TASK INSTRUCTIONS
Return exactly the lines of the entries, from the one with "Run detection for snow groomed" to the last.
------------------------------------------------------------------------
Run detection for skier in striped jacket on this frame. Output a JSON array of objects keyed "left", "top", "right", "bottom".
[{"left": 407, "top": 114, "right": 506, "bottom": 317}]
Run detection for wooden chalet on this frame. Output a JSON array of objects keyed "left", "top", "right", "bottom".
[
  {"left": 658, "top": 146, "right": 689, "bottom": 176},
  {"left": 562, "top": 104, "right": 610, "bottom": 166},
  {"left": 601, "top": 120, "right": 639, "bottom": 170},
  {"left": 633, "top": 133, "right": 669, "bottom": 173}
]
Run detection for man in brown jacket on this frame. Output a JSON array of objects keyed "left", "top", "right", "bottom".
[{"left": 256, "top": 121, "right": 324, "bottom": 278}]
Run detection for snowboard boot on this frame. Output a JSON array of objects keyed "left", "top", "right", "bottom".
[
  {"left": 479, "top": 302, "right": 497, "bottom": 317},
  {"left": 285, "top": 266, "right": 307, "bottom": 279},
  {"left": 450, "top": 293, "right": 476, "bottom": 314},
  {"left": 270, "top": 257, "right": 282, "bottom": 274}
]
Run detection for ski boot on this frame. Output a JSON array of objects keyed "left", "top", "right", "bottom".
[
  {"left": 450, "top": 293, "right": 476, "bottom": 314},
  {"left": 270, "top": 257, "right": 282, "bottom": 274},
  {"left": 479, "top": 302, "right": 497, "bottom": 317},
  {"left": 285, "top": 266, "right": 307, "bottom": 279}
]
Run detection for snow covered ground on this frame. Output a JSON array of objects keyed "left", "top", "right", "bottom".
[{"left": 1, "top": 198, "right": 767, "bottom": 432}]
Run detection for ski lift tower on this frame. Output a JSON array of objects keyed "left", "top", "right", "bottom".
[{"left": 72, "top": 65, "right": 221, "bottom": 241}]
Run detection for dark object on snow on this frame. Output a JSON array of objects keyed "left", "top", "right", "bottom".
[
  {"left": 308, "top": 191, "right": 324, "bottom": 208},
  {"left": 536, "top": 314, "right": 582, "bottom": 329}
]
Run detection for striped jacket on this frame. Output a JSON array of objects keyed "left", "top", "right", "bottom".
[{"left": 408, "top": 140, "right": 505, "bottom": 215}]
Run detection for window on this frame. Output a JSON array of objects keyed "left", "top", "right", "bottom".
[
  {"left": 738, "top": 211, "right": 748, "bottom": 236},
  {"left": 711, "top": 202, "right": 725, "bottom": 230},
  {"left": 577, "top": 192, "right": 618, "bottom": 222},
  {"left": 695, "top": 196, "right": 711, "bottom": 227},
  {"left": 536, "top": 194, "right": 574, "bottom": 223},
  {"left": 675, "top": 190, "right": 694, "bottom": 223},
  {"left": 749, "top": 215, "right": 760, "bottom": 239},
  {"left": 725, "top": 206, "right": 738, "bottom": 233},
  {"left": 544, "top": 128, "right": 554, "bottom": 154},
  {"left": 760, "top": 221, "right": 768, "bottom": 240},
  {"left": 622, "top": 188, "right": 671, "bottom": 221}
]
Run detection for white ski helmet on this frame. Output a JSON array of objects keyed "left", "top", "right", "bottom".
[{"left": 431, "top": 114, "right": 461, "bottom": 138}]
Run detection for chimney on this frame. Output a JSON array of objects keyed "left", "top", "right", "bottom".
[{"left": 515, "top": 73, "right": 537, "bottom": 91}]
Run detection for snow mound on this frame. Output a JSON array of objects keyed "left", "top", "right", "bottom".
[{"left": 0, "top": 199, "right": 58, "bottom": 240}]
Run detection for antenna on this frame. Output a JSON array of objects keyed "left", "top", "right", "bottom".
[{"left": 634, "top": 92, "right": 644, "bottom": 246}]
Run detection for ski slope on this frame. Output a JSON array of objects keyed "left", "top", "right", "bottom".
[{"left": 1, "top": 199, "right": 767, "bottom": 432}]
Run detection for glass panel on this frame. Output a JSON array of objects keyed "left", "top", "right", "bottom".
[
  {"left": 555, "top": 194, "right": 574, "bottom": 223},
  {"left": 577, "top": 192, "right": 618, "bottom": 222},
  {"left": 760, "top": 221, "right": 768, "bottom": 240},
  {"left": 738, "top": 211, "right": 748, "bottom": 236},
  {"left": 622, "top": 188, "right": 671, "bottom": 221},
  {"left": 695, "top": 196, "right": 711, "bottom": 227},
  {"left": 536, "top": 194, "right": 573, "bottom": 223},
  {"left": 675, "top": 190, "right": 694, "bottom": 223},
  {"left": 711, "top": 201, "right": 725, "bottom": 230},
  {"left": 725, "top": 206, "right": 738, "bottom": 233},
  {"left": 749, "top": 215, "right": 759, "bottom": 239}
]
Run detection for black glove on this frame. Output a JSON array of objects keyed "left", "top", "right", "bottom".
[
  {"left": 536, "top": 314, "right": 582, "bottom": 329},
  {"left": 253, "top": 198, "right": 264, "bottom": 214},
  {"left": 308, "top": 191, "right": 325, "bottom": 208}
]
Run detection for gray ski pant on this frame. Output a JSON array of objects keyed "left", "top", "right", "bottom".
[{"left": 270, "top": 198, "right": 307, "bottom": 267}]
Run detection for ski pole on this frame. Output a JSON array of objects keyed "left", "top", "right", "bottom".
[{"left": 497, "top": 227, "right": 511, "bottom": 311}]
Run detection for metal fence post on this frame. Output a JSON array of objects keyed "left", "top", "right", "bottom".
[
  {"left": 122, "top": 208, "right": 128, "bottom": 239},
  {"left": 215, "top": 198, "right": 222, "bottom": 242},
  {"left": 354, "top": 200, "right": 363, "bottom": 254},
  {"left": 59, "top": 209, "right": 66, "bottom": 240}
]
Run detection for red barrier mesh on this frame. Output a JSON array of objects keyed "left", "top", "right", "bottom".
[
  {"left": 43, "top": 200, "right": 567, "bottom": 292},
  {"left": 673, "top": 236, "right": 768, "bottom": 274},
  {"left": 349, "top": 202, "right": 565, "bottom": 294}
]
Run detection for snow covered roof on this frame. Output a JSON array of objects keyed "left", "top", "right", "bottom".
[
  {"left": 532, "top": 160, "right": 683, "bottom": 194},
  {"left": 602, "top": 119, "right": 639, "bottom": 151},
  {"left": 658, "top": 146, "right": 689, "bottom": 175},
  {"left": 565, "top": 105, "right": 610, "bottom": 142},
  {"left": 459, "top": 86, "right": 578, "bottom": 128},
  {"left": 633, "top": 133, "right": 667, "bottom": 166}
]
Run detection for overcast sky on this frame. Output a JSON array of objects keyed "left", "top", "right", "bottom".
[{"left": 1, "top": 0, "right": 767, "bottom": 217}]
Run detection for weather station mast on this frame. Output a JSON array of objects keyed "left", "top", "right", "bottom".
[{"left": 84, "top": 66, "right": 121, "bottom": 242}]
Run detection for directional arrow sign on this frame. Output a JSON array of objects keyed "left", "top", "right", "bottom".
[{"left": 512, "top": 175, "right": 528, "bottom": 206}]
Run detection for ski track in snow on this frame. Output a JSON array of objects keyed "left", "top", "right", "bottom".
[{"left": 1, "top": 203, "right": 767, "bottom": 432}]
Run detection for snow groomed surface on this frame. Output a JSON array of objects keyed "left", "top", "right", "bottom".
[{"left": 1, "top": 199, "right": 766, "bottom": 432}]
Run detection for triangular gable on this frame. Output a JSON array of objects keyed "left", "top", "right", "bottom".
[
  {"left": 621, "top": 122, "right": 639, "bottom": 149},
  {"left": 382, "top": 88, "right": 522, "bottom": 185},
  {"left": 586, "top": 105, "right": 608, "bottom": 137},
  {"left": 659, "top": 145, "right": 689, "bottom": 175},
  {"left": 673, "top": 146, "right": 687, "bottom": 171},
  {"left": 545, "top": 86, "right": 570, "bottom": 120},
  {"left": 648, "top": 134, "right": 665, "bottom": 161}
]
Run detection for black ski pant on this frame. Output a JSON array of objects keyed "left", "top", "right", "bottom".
------------------------------------------------------------------------
TASK OUTPUT
Run detection for snow groomed surface on this frame. Output a JSON array of objects keyed "left", "top", "right", "bottom".
[{"left": 1, "top": 199, "right": 766, "bottom": 432}]
Run detection for triangular gable on this frame. Output a JSON array of objects keyed "left", "top", "right", "bottom".
[
  {"left": 621, "top": 122, "right": 639, "bottom": 149},
  {"left": 382, "top": 88, "right": 522, "bottom": 185},
  {"left": 586, "top": 105, "right": 608, "bottom": 137},
  {"left": 659, "top": 145, "right": 689, "bottom": 175},
  {"left": 673, "top": 146, "right": 687, "bottom": 171},
  {"left": 545, "top": 86, "right": 570, "bottom": 120},
  {"left": 648, "top": 134, "right": 665, "bottom": 161}
]
Run detection for black ski pant on this frame. Output a JSON array of objects keyed "left", "top", "right", "bottom".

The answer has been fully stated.